# WHAT YOU ARE ASKED TO DO
From the first line to the last, repeat the data exactly and drop the pictures.

# GIVEN RECORDS

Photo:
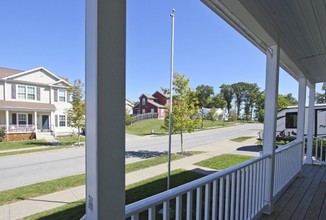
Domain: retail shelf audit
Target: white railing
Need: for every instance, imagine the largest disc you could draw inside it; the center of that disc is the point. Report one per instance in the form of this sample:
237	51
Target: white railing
288	162
319	150
234	193
19	128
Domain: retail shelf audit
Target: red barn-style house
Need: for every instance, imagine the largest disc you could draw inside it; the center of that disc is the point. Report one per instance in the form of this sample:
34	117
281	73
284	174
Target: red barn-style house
152	104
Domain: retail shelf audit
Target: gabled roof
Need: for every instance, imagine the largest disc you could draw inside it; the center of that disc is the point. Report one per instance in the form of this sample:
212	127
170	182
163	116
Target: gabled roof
155	104
6	72
147	96
26	105
10	74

# ANSWER TO THE PROBLEM
Photo:
Domain: retail shelf audit
Target: white railing
Need: for every instance, imagine the largest disc you could draw inside it; the center of that disc is the point. Report one per instance in the form of this sample:
237	51
Target: white railing
288	162
319	150
234	193
19	128
Domain: retail shelf audit
Target: red barn-style house
Need: for every instance, imagine the largest disc you could draw inside it; the center of that disc is the point. Report one per instance in the form of this sample:
34	117
281	73
284	174
Target: red barn-style house
152	104
Domain: retail shelf audit
Target: gabled roof
Need: for every instance, imagine the largest disc you could draw inside it; the center of that disc is the point. Report one per instance in the form of this sample:
212	127
170	182
163	116
Target: gabled roof
155	104
6	72
147	96
26	105
10	74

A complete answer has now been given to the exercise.